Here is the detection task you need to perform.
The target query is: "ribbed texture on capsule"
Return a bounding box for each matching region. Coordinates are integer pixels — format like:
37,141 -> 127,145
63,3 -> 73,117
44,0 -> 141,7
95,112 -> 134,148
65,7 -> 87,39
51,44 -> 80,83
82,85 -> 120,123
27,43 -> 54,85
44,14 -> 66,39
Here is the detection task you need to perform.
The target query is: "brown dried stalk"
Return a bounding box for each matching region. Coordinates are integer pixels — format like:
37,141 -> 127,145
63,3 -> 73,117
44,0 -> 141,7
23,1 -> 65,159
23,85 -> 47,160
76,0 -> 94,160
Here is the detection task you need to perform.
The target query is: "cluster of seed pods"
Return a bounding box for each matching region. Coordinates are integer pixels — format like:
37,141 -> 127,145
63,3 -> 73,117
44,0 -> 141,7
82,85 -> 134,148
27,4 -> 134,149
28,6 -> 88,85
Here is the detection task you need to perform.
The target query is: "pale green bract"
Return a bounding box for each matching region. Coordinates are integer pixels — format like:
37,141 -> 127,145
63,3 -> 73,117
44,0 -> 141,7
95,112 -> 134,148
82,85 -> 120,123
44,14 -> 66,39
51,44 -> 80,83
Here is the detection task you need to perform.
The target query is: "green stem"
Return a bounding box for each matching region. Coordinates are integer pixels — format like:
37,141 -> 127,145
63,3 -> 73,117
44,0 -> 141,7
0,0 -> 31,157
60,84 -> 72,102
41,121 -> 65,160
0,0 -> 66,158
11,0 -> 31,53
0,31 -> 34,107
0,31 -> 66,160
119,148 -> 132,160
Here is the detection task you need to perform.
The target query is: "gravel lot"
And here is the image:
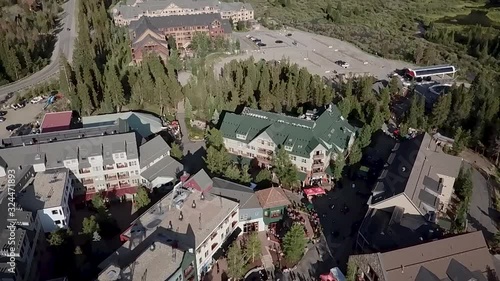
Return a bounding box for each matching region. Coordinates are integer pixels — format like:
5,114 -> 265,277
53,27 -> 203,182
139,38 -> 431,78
218,28 -> 413,80
0,103 -> 45,139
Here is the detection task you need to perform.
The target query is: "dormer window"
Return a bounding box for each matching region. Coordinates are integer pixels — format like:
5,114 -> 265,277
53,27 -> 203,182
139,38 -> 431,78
284,146 -> 292,151
236,134 -> 246,140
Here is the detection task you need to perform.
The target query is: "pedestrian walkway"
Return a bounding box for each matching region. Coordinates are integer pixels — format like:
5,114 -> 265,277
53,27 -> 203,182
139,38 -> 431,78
258,231 -> 275,270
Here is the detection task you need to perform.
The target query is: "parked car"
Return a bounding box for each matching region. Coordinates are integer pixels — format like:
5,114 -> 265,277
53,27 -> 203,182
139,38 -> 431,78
0,111 -> 7,116
275,40 -> 283,43
30,96 -> 43,104
6,124 -> 21,132
286,33 -> 292,36
335,60 -> 349,68
10,104 -> 18,110
257,42 -> 267,47
0,117 -> 5,122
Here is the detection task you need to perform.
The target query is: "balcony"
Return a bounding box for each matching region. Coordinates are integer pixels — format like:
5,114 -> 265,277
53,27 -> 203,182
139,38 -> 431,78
119,180 -> 131,188
312,169 -> 324,177
79,168 -> 91,174
116,163 -> 128,169
257,148 -> 273,156
82,178 -> 94,185
103,165 -> 114,171
256,155 -> 272,163
313,154 -> 325,160
312,161 -> 324,168
107,183 -> 119,189
105,174 -> 118,181
118,173 -> 129,180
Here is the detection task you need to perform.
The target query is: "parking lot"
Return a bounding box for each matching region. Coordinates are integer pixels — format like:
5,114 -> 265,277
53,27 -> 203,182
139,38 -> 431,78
0,103 -> 45,139
220,28 -> 412,80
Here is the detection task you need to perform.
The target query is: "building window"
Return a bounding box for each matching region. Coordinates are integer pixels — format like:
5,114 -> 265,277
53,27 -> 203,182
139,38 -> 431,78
55,220 -> 61,225
129,161 -> 137,166
204,251 -> 208,257
300,167 -> 307,172
302,159 -> 307,163
290,156 -> 296,161
52,210 -> 58,215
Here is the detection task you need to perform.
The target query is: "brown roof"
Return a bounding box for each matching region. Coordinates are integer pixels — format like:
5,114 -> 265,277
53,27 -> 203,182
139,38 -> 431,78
255,187 -> 291,209
379,231 -> 495,281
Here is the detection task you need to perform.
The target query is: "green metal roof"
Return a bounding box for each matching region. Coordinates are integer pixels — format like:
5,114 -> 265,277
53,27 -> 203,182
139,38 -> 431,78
220,106 -> 356,157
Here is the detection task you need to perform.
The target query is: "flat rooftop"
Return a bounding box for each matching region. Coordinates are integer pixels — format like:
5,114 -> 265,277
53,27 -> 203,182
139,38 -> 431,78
41,111 -> 72,132
121,234 -> 188,281
18,169 -> 69,209
99,183 -> 238,270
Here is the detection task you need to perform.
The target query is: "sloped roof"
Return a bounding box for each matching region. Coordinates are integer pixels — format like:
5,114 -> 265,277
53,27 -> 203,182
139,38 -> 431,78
139,135 -> 171,168
184,169 -> 213,193
379,231 -> 495,281
371,133 -> 463,215
255,187 -> 290,209
129,13 -> 230,33
210,178 -> 261,210
220,105 -> 355,157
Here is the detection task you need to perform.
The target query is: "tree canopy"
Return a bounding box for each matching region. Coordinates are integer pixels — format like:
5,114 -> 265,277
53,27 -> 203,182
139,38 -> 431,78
282,223 -> 307,264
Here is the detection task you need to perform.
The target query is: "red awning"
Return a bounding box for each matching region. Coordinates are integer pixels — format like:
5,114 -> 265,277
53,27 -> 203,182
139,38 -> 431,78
303,187 -> 326,196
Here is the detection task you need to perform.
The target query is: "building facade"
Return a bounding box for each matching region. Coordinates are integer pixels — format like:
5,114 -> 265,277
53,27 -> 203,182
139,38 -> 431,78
112,0 -> 253,26
219,106 -> 356,184
128,14 -> 232,63
255,187 -> 291,226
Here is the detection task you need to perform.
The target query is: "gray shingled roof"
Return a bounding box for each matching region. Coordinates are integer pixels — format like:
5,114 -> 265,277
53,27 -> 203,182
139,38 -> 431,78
210,177 -> 261,210
371,133 -> 462,215
140,155 -> 183,183
0,132 -> 139,172
139,135 -> 171,168
129,13 -> 231,33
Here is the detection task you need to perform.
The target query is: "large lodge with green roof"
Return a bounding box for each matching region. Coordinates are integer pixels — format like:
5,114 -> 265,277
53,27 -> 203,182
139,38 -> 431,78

■ Work task ■
Type out the data above again exactly as written, minus the images.

■ Written answer ■
Here is the detection task you need to perform.
The target query is: "ribbed texture on capsule"
Return a bounding box for each matching region. Coordinates are integer pixels — format like:
37,141 -> 127,145
63,3 -> 73,117
44,0 -> 141,7
95,112 -> 134,148
65,7 -> 87,39
51,44 -> 80,83
82,85 -> 120,123
27,43 -> 54,85
44,14 -> 66,39
Here is the detection task you need to perform.
The target query is: "brown dried stalk"
Return a bounding box for each matching region. Coordinates are integer pixels — format like:
37,141 -> 127,145
63,3 -> 73,117
44,0 -> 141,7
23,1 -> 65,159
23,85 -> 47,160
76,0 -> 94,160
Here is the detection task you need to perform.
The target query is: "cluster of seed pods"
Return a bounding box for each matching region. Coordinates are integer pixels — format like:
37,141 -> 127,145
63,3 -> 73,117
44,0 -> 141,7
82,85 -> 134,148
27,4 -> 134,149
28,6 -> 88,85
Here is the detection task you need to perform.
The target query is: "pale green bract"
Return a bounding box for each matching region. Coordinates are integer pixels — format like:
37,141 -> 127,145
63,3 -> 73,117
44,0 -> 141,7
95,112 -> 134,148
82,85 -> 120,123
44,14 -> 66,39
51,44 -> 80,83
Here is the detection task you need to perform.
The target query is: "green stem"
Return a bounding box for each matching region. Coordinates are integer pixels — format like:
37,141 -> 127,145
63,3 -> 73,117
44,0 -> 141,7
0,0 -> 31,157
60,84 -> 72,102
41,121 -> 65,160
0,0 -> 66,158
11,0 -> 31,53
0,31 -> 34,107
0,31 -> 66,160
119,148 -> 132,160
Here is the detection task you need to perform.
The target query is: "gravel lot"
And here is the image:
Return a bounding box for each matching region. Coordinates are integer pixels — format like:
5,114 -> 265,277
53,27 -> 203,182
139,38 -> 431,78
218,28 -> 413,80
0,103 -> 45,139
Here is the detection task you need to perform.
The target query is: "dormer window"
Return a bounding box for each matching region. Coordinates are integer pixels — format like:
5,114 -> 265,277
53,27 -> 203,182
139,38 -> 431,78
284,146 -> 292,151
236,134 -> 246,140
Here is the detection task you need to perform.
The target query is: "pedestrian walkway"
Return a bounding box for each matching region. Coordinates are integer pixels — format like:
5,114 -> 265,277
53,27 -> 203,182
139,38 -> 431,78
258,231 -> 275,270
Here is the detection task you need to perform.
The target query is: "parked car"
Return a bounding box for each matching region. Coordinates are integer pixels — format like:
5,114 -> 265,277
53,27 -> 203,182
139,38 -> 431,78
0,111 -> 7,116
275,40 -> 283,43
30,96 -> 43,104
6,124 -> 21,132
286,33 -> 292,36
335,60 -> 349,68
10,104 -> 18,110
257,42 -> 267,47
0,117 -> 5,122
Here is the detection task you need to perform.
The target query is: "balcony"
Return a bounding box for each matching region. Coordinates are integer pixels — format like:
5,114 -> 265,277
53,27 -> 203,182
139,38 -> 431,78
119,180 -> 131,188
312,169 -> 324,177
79,168 -> 91,174
116,163 -> 128,169
257,148 -> 273,156
82,178 -> 94,185
103,165 -> 114,171
256,155 -> 272,163
313,154 -> 325,160
312,161 -> 324,168
107,183 -> 119,189
105,174 -> 118,181
118,173 -> 129,180
Here is the detection task you need to perform.
The target query is: "parking lot"
Return a bounding box for each matching region. Coordinates are integer pixels — format like:
5,114 -> 265,277
53,27 -> 203,182
139,38 -> 431,78
0,103 -> 45,139
220,28 -> 412,80
Here is the detection task you need to perform.
The target query is: "building window"
Return a bounding box for each matching region. Coordinates are integer pixels — format like:
5,114 -> 265,277
53,27 -> 203,182
139,38 -> 431,78
55,220 -> 61,225
129,161 -> 137,166
204,251 -> 208,257
300,167 -> 307,172
302,159 -> 307,163
290,156 -> 296,161
52,210 -> 58,215
Here is the detection task you need to perform.
The target query is: "brown roof"
Return a bounding box for each matching region. Coordinates are integer pixels — format like:
5,114 -> 265,277
53,27 -> 203,182
139,38 -> 431,78
255,187 -> 291,209
379,231 -> 495,281
Here is the detection task you need to perform.
The target query is: "green metal roof"
Return a bounding box for each matching region. Coordinates are integer pixels — format like:
5,114 -> 265,277
53,27 -> 203,182
139,38 -> 431,78
220,106 -> 356,157
Here is the detection task you need to perform.
The target query is: "flat rooftop"
Return a bounding box for each matching region. Coordinates are integer pixels — format like:
5,114 -> 265,277
53,27 -> 203,182
139,38 -> 431,78
41,111 -> 72,132
121,234 -> 188,281
18,169 -> 69,209
99,183 -> 238,270
Here is the detection task you need to perform.
The target query is: "sloped roof"
Return a bounding box for each matching region. Coordinates are integer pixels — format like:
5,114 -> 265,277
53,27 -> 203,182
139,38 -> 431,78
139,135 -> 171,168
184,169 -> 213,193
379,231 -> 495,281
371,133 -> 463,215
255,187 -> 290,209
129,13 -> 230,33
210,178 -> 261,210
220,105 -> 355,157
Here is the detection task you need to perform.
The target query is: "tree canopy"
Return a bounding box for each matching region. Coordinates are integer pixels — format like:
5,114 -> 265,277
53,27 -> 203,182
139,38 -> 431,78
282,223 -> 307,264
Here is the detection task you need to perform.
The target query is: "red awning"
Return a bounding box for each matching region. Coordinates are integer pixels — format like:
5,114 -> 265,277
53,27 -> 203,182
139,38 -> 431,78
303,187 -> 326,196
Here is the detection task you need to perform.
The target query is: "building facade"
Return a bounding box for each matching region. Coordinates are integer pixels — format like:
5,114 -> 265,277
53,27 -> 203,182
139,38 -> 431,78
112,0 -> 253,26
219,106 -> 356,184
128,14 -> 232,63
255,187 -> 291,226
Here is the detection task you need to perform.
The target query is: "gray shingled roof"
Return a bounding box for each matching region. Coordinates are integer pixels — format like:
5,114 -> 265,277
53,27 -> 203,182
139,38 -> 431,78
210,177 -> 261,210
371,133 -> 462,215
140,155 -> 183,183
0,132 -> 139,172
139,135 -> 171,168
129,13 -> 231,33
Here is the detection task you need to perform.
The target query is: "large lodge with green roof"
Return a bounding box for each matching region. Coordinates are integer pixels — format like:
5,114 -> 265,277
53,27 -> 203,182
139,38 -> 431,78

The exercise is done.